**Exercise**: Which lines in the entries below contain the word "bear", with uppercase and lowercase letters matching? Pick out each such line and copy it in full.

=-=-=-=-=

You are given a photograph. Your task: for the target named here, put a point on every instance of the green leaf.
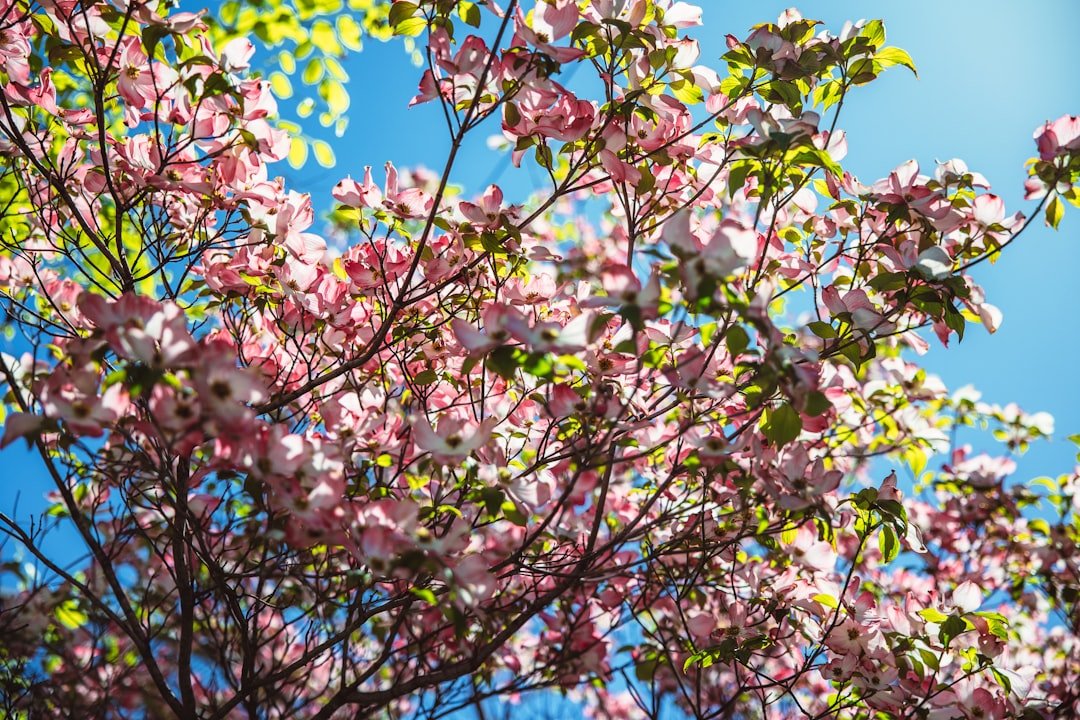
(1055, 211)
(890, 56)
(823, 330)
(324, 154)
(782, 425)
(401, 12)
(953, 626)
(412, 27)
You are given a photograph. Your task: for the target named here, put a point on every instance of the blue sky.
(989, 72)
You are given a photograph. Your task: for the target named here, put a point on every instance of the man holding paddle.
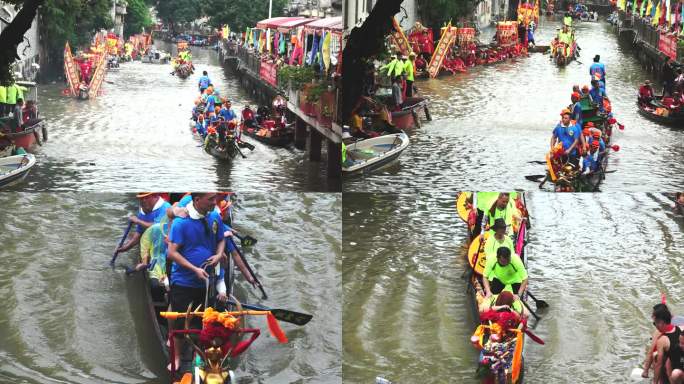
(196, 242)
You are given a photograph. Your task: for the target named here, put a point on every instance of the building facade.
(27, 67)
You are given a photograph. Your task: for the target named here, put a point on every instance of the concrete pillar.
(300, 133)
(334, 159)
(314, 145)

=-=-=-=-=

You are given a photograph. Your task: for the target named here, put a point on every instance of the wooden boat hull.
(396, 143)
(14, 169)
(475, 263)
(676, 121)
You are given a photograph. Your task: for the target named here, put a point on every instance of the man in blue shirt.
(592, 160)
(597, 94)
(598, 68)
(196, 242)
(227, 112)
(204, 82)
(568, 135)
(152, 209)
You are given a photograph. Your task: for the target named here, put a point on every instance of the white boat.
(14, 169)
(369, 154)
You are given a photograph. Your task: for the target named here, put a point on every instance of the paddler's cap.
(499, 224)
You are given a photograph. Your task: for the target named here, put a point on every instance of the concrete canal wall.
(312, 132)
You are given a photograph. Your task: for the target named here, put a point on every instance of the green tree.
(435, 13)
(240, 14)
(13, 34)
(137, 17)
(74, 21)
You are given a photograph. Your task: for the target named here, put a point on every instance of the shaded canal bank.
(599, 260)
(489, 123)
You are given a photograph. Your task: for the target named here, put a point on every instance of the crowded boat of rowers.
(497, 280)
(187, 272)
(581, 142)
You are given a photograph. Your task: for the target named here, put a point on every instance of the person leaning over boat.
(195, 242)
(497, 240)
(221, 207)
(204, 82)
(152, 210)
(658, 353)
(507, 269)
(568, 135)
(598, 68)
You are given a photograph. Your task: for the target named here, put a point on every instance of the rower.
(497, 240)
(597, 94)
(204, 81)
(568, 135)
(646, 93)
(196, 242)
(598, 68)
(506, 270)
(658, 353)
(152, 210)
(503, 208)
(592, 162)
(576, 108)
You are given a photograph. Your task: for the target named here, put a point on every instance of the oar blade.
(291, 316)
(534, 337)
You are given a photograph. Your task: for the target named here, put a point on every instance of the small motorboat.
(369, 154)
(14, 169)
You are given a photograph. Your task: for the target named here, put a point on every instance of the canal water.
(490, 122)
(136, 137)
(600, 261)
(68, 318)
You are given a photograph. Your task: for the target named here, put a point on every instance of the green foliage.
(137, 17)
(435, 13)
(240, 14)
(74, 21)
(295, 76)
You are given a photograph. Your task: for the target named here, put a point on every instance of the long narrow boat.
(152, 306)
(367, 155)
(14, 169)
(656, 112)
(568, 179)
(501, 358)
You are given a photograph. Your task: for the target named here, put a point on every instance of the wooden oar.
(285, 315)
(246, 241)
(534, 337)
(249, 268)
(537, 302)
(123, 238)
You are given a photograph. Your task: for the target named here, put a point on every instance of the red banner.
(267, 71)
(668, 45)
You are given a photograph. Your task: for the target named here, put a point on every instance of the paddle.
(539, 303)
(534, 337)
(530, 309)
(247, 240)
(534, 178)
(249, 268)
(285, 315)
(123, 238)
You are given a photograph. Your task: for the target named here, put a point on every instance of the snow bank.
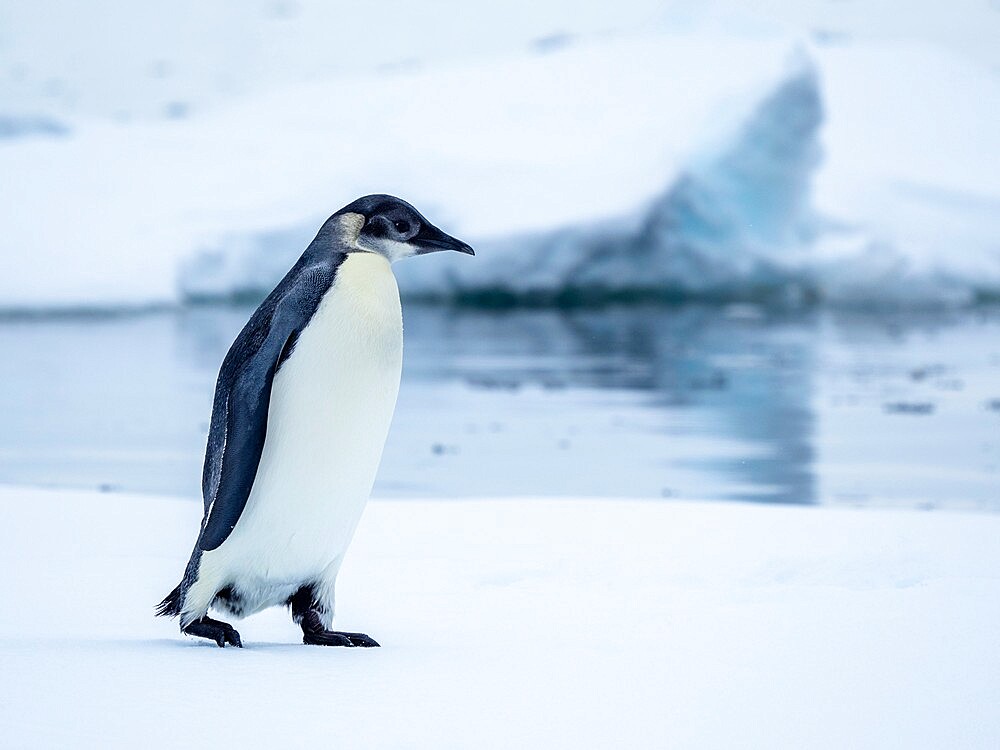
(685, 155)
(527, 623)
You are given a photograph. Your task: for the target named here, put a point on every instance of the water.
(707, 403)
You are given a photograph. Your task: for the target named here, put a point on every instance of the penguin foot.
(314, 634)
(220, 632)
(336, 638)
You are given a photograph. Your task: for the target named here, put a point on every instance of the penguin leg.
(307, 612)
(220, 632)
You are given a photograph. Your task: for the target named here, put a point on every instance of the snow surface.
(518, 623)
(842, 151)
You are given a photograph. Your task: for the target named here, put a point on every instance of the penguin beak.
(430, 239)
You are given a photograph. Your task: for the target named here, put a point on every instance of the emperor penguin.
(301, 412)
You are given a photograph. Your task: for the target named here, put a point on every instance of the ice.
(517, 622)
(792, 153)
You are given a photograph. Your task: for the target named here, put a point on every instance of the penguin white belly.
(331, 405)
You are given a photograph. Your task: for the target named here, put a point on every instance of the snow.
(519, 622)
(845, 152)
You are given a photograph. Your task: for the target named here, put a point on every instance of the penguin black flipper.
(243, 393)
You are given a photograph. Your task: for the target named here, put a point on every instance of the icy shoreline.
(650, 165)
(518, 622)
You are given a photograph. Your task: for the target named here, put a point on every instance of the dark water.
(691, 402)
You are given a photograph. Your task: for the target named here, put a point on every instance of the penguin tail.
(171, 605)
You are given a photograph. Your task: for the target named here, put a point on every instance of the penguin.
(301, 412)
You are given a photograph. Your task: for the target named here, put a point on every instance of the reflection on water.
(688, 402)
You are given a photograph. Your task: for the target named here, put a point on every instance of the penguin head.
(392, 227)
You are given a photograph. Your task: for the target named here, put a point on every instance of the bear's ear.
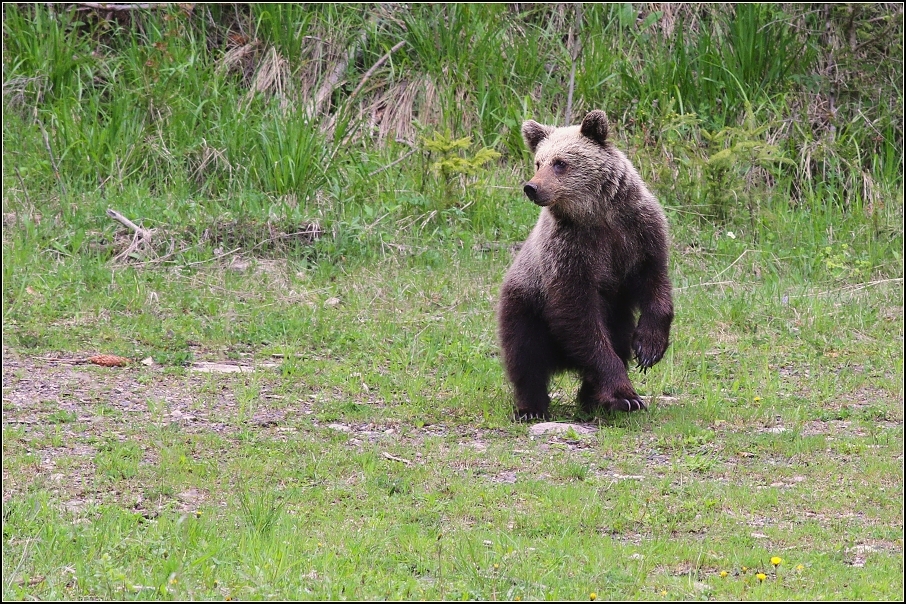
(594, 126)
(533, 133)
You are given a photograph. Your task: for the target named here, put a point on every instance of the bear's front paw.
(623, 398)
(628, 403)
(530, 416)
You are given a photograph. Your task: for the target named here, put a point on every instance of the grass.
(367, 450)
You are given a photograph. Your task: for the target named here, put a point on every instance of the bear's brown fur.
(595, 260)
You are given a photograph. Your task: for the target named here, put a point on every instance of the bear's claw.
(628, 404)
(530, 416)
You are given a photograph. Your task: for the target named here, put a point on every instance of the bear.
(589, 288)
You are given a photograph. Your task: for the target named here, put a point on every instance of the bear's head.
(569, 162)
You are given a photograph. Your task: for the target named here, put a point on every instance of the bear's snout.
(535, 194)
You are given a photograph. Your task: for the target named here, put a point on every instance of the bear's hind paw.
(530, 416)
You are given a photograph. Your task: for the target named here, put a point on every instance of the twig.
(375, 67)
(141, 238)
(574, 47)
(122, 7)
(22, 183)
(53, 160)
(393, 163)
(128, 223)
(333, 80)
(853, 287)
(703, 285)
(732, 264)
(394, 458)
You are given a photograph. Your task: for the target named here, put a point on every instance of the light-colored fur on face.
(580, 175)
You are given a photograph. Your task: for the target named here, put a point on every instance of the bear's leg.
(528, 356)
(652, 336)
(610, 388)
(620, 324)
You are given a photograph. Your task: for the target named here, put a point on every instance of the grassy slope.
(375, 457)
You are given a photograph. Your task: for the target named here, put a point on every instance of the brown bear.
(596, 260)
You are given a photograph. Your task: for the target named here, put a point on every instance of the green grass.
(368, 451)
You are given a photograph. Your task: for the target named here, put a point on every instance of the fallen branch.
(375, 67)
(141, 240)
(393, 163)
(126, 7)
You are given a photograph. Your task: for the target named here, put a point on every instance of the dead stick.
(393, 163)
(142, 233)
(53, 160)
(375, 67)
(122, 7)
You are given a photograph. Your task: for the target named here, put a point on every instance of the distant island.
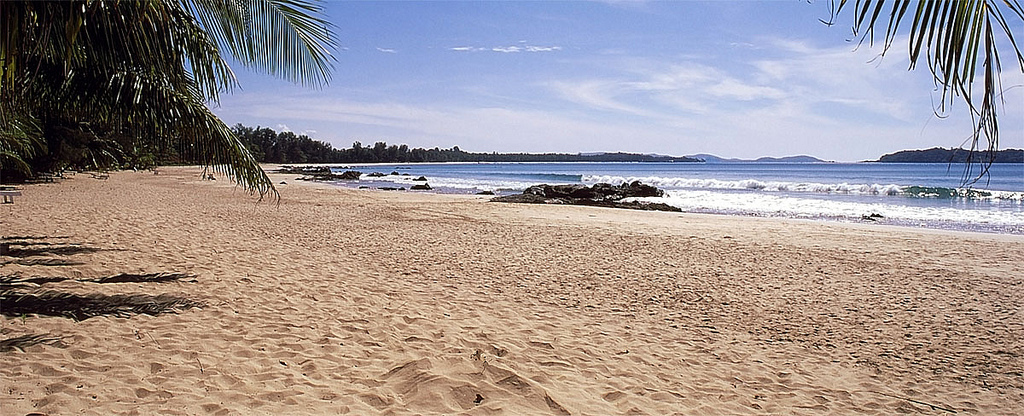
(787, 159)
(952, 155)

=-=-=-=-=

**Result**:
You are given a photograph. Your task: for the target named here, put a point on every instance of the bear's ear.
You are given a photograph. Your task: for the target named here, put a point on every instance of the bear's front paw.
You are given a photograph. Your task: for the target named here, put a point on every instance of the bear's brown fur.
You are given a photograph. Your task: for the target named here, put a point on every instance of the bear's claw.
You are given a photograph. Your task: for the target named here, put a point on every instance of the bear.
You are given a photograph. Your task: for the target named here, put a point on every instance of the bear's head.
You are given a photograph. Your task: for the target named here, put a point on every instance of the bear's snout.
You are given a photograph. Your task: for the target named here, put a point on every instance of the bear's hind paw.
You are given a photograph. Your task: for the target named here, put a point on every instance of the bear's leg.
You are given a photograph. Your task: for the target named here, put a point on every instance of the brown bear.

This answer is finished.